Document extract
· · · · · · ·

Delivery Hero Korea believes Yogiyo Express, an artificial intelligence-based delivery dispatching system, will help the company operate dark stores efficiently.
Amid the continuous entrance of new players, traditional discount marts are trying to stay afloat by transforming their existing physical stores to handle online orders.
Starting in April, Lotte Mart installed dark stores and smart stores at two of its branches in Nowon District in northern Seoul and Gwanggyo in Suwon, Gyeonggi.
Its dark store adapts a closed section of the store into an automated packing facility, similar to a purpose-built dark store. Its smart store is a hybrid concept, where everything from picking and packing is visible in the store in the same aisles where people shop.
In these branches, pickers — employees who shop for online customers — collect items from the shelves in the public area and then carry them into a packing facility.
Lotte Mart said it plans to expand the number of dark stores to 29 by 2021, while also opening 12 more smart stores by 2021.
Emart opened a similar store in its branch in Jung-gu, central Seoul, in January.

· · · · · · ·

Exercise instructions
**A.** In the passage on dark stores, how many dark stores does Lotte Mart plan to have by 2021?
**B.** Transcribe the passage on dark stores word for word, starting with "Its dark store" and going on through "Seoul, in January.".
The records have nothing to do with the work on the text.

(Saved data entries)

· · · · · · ·

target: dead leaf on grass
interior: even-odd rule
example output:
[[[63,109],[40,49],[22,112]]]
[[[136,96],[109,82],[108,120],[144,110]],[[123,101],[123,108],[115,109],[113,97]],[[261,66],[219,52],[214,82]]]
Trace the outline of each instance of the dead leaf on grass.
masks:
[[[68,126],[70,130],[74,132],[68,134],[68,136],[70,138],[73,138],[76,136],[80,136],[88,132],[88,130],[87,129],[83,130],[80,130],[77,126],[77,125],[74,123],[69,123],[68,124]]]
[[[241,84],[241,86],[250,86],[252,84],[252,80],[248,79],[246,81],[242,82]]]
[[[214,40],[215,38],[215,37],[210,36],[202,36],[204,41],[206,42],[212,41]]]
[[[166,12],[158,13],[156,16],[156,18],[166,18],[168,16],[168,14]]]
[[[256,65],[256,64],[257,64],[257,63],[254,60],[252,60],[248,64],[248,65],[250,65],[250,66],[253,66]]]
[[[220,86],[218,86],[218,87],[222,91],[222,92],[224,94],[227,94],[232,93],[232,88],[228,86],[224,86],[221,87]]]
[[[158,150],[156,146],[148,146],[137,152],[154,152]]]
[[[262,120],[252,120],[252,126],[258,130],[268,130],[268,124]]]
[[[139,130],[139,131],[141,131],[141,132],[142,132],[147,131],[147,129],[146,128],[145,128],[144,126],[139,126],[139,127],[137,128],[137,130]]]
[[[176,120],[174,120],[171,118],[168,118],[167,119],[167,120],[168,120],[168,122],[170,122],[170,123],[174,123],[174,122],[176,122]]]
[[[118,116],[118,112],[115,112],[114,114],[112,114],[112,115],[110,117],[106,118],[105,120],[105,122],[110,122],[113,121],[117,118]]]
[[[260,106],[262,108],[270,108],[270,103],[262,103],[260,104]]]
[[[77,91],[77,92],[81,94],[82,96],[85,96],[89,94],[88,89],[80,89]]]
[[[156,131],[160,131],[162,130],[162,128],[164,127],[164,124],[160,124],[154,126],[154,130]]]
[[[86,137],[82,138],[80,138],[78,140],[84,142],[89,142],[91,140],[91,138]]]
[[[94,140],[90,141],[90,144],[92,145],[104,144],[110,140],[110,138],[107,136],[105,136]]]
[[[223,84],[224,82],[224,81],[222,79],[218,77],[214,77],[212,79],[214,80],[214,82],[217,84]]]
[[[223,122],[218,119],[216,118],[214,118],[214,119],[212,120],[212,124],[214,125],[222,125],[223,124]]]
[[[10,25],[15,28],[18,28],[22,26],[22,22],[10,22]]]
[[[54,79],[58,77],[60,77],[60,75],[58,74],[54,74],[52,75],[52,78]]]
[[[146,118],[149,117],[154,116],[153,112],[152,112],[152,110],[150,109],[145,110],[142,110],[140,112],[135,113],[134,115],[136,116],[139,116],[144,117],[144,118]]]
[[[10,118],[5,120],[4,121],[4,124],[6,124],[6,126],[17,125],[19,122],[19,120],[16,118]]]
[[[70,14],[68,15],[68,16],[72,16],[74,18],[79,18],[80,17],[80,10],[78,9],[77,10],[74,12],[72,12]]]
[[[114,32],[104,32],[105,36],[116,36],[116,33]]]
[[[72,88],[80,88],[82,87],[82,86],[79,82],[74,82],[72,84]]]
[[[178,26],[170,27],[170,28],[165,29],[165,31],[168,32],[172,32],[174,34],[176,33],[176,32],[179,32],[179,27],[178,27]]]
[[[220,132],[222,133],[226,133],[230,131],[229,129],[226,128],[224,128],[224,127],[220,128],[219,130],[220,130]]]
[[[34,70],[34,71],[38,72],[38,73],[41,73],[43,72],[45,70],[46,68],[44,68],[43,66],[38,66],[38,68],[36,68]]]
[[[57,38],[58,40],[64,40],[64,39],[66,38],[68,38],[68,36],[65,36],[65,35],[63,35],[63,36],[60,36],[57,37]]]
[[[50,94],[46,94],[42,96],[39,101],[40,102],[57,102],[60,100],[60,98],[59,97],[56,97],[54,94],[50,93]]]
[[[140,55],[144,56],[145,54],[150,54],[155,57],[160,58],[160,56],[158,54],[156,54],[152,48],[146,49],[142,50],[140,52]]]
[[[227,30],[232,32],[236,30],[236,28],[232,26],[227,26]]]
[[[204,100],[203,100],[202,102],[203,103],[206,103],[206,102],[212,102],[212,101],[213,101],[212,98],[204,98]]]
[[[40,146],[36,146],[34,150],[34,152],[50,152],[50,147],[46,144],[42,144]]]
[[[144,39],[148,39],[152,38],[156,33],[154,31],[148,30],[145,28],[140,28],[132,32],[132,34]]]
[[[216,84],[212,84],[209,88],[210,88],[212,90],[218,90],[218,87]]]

· · · · · · ·

Exercise responses
**A.** 29

**B.**
Its dark store adapts a closed section of the store into an automated packing facility, similar to a purpose-built dark store. Its smart store is a hybrid concept, where everything from picking and packing is visible in the store in the same aisles where people shop.
In these branches, pickers — employees who shop for online customers — collect items from the shelves in the public area and then carry them into a packing facility.
Lotte Mart said it plans to expand the number of dark stores to 29 by 2021, while also opening 12 more smart stores by 2021.
Emart opened a similar store in its branch in Jung-gu, central Seoul, in January.